*Text extract:*
---------------
Others have suggested that exotic animals will be one of the last things that cultivated meat companies will produce, and that the zebra steaks probably wouldn't be available until well after we'd all gotten comfortable with lab-grown versions of more conventional meats.

If you can't wait that long, the U.S. Food & Drug Administration already allows the sale of zebra meat. “Game meat, including zebra meat, can be sold [in the U.S.] as long as the animal from which it is derived is not on the endangered species list," an FDA spokesperson previously told TIME. "As with all foods regulated by FDA, it must be safe, wholesome, labeled in a manner that is truthful and not misleading, and fully compliant with the Federal Food, Drug, and Cosmetic Act and its supporting regulations.”

In 2014, a United Kingdom-based meat and sports-supplement website called Muscle Food added zebra steaks to its online store—and they didn't last long. "When we launched horse meat we sold out of 1,100 fillet steaks in less than three hours," a Muscle Food spokesperson told VICE at the time. "The most recent addition to our exotic range is zebra steaks. Within five hours of launching, we sold out of just over 900 steaks." (Oh yeah, the same site used to sell a product called "A Bag of Horse," because that's exactly what it was. That item is no longer available, although there are still listings for horse steaks and horse burgers. Both of them are currently sold out.)

So maybe we all would get down on some lab-grown zebra steaks. And, man, we can't wait until those are made in space, too.
---------------
*Exercise materials:*
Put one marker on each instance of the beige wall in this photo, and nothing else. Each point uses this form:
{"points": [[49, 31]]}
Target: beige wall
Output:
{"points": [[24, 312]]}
---------------
*Complete the following:*
(a) Rewrite the zebra meat text starting at "In 2014, a United" and ending at "currently sold out.)", swapping "Muscle Food" for "Game Larder".
(b) Gather every line of the entries that contains the string "wall".
The zebra meat text and the entries come from unrelated sources.

*Answers for the exercise:*
(a)
In 2014, a United Kingdom-based meat and sports-supplement website called Game Larder added zebra steaks to its online store—and they didn't last long. "When we launched horse meat we sold out of 1,100 fillet steaks in less than three hours," a Game Larder spokesperson told VICE at the time. "The most recent addition to our exotic range is zebra steaks. Within five hours of launching, we sold out of just over 900 steaks." (Oh yeah, the same site used to sell a product called "A Bag of Horse," because that's exactly what it was. That item is no longer available, although there are still listings for horse steaks and horse burgers. Both of them are currently sold out.)

(b)
Put one marker on each instance of the beige wall in this photo, and nothing else. Each point uses this form:
Target: beige wall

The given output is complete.